PROMPT: Rewrite the records from their first line up to and including the line with "[33,72,330,166]", changing "locomotive" to "engine" and leaving everything else as it is.

---- DATA LISTING

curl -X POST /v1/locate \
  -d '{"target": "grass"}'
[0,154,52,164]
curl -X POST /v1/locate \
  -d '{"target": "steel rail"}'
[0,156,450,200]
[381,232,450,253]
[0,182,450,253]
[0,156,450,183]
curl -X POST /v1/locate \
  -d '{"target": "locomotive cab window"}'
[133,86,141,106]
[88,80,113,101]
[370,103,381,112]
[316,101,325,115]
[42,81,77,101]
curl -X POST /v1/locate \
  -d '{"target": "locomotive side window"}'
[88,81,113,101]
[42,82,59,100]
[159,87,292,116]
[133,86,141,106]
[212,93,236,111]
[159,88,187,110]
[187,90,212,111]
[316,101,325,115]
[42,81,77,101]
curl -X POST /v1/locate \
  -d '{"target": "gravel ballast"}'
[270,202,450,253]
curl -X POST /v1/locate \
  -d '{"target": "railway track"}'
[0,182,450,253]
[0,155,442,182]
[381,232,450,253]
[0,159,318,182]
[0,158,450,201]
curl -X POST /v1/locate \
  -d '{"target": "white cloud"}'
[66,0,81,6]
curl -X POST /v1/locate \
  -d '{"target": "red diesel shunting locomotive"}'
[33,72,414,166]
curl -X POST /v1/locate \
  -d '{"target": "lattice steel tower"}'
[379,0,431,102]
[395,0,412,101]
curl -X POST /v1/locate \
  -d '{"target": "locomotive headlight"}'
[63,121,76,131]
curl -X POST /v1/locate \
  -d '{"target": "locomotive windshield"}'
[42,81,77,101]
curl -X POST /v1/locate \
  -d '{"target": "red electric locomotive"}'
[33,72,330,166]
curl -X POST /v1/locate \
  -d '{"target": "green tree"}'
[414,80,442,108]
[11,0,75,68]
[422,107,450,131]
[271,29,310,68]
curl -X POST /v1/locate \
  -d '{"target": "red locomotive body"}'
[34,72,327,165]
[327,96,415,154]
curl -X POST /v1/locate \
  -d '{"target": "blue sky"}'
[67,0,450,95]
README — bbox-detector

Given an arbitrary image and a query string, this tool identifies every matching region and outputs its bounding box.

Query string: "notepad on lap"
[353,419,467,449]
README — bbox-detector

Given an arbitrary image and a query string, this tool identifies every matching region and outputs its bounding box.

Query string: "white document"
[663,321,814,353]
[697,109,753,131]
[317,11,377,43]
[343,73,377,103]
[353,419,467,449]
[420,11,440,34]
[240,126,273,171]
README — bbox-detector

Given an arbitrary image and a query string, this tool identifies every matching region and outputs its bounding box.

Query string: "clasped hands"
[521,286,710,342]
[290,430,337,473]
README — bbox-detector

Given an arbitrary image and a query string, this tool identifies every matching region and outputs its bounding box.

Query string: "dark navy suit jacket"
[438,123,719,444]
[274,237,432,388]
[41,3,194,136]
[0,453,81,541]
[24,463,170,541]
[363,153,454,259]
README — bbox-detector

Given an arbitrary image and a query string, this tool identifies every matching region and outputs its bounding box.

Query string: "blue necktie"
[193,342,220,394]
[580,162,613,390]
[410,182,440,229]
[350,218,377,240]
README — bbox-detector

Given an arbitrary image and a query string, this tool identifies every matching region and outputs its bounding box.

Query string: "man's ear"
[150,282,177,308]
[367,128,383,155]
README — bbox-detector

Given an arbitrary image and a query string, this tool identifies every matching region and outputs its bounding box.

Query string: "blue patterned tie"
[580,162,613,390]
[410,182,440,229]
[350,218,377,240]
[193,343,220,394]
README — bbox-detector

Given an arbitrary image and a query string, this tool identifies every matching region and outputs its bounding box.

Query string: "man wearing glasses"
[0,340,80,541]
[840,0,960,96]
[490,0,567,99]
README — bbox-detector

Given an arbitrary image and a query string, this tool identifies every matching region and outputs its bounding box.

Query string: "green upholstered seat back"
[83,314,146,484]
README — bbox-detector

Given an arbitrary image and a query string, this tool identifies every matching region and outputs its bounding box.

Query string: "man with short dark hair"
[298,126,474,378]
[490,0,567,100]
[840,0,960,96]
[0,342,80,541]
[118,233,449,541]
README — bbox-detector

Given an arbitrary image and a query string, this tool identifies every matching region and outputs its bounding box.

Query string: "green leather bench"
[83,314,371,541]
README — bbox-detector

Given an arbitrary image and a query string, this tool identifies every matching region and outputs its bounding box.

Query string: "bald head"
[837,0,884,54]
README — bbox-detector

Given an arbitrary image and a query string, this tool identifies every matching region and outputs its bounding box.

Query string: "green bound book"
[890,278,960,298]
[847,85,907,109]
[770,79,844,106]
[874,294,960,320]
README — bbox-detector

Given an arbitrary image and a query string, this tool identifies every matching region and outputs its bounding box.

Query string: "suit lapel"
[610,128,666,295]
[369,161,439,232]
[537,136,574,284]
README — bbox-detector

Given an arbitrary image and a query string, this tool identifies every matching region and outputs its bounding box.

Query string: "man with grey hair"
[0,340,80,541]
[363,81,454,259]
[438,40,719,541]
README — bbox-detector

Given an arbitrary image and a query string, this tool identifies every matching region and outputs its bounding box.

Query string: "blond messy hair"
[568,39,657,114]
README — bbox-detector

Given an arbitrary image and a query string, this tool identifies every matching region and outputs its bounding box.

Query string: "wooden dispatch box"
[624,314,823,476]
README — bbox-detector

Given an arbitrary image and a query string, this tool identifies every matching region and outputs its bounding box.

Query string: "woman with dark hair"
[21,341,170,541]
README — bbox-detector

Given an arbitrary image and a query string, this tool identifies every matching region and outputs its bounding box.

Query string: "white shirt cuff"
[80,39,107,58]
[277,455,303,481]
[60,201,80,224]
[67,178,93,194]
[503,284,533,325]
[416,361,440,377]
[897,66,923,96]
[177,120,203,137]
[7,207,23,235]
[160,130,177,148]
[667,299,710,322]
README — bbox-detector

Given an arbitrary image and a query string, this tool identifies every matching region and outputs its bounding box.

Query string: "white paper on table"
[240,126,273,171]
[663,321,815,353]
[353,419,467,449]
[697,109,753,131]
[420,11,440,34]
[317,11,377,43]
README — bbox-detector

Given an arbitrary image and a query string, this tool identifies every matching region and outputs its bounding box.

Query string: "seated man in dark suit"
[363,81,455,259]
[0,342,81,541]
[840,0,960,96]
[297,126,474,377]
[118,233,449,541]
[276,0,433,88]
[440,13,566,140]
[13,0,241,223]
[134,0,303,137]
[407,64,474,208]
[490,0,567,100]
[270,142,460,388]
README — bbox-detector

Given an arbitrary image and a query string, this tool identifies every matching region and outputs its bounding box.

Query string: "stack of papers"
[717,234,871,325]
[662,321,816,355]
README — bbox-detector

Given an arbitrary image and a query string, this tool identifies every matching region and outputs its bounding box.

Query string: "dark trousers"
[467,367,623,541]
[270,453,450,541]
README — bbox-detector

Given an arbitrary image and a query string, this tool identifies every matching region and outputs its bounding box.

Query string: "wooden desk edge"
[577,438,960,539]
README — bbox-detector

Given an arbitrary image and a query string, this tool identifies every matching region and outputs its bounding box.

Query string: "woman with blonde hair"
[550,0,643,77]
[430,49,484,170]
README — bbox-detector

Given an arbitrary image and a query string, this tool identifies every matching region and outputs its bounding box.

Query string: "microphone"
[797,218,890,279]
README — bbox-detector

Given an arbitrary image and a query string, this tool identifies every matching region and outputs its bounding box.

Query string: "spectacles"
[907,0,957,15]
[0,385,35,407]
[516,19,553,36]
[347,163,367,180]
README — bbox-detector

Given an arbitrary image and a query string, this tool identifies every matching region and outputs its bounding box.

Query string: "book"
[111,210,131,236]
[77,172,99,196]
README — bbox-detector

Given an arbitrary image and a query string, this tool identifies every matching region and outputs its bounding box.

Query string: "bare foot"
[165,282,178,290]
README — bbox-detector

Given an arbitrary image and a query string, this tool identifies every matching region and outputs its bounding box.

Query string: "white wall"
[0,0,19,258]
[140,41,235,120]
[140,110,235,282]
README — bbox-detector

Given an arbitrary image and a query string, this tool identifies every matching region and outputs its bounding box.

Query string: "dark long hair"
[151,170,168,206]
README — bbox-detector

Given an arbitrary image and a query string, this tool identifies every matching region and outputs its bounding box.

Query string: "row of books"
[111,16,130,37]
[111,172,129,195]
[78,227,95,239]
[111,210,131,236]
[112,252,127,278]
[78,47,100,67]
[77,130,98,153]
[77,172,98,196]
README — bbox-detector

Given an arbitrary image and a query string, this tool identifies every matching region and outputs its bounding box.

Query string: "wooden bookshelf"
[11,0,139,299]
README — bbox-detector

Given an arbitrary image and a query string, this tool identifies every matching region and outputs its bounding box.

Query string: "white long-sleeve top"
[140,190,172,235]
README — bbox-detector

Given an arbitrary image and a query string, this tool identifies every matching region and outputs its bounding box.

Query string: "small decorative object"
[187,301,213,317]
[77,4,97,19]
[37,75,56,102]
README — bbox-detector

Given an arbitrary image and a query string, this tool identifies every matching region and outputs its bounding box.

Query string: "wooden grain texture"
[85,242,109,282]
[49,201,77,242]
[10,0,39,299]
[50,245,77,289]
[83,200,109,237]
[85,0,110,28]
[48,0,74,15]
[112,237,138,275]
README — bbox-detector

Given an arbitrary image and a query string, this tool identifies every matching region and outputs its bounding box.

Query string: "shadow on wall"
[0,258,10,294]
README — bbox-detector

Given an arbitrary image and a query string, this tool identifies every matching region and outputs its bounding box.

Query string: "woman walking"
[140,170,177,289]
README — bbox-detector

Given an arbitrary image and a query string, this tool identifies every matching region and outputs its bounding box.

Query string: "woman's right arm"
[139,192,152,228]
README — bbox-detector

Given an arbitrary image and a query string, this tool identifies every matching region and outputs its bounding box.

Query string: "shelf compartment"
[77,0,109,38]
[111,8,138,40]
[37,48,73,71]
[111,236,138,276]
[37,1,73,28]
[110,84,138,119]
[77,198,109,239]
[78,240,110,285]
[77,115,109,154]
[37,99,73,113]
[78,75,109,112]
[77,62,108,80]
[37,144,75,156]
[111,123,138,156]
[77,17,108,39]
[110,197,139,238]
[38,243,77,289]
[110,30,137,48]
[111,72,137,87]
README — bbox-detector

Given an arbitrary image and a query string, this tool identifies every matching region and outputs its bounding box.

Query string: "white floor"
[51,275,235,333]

--------

FULL ANSWER:
curl -X POST /v1/locate \
  -d '{"target": "grass"}'
[0,154,52,164]
curl -X POST /v1/locate \
  -d '{"target": "steel rail"}'
[0,156,450,200]
[381,232,450,253]
[0,182,450,253]
[0,156,450,183]
curl -X POST /v1/locate \
  -d '{"target": "engine cab window"}'
[133,86,141,106]
[88,80,113,101]
[370,103,381,112]
[316,101,325,115]
[42,81,77,101]
curl -X POST /v1/locate \
  -d '{"target": "engine side window"}'
[88,81,113,101]
[42,82,59,100]
[159,87,292,116]
[133,86,141,106]
[212,93,236,111]
[159,88,187,110]
[187,90,212,111]
[316,101,325,115]
[42,81,77,101]
curl -X POST /v1/locate \
  -d '{"target": "gravel ballast"}'
[270,202,450,253]
curl -X POST /v1/locate \
  -d '{"target": "railway track"}'
[0,182,450,253]
[0,155,442,182]
[381,232,450,253]
[0,159,318,182]
[0,158,450,201]
curl -X POST /v1/locate \
  -d '{"target": "white cloud"}'
[66,0,81,6]
curl -X POST /v1/locate \
  -d '{"target": "red diesel shunting engine"}'
[33,72,414,166]
curl -X POST /v1/locate \
  -d '{"target": "lattice steel tower"}'
[379,0,431,102]
[395,0,412,101]
curl -X POST /v1/locate \
  -d '{"target": "engine headlight"}'
[63,121,76,131]
curl -X POST /v1/locate \
  -d '{"target": "engine windshield"}'
[42,81,77,101]
curl -X POST /v1/locate \
  -d '{"target": "red electric engine"}'
[33,72,330,166]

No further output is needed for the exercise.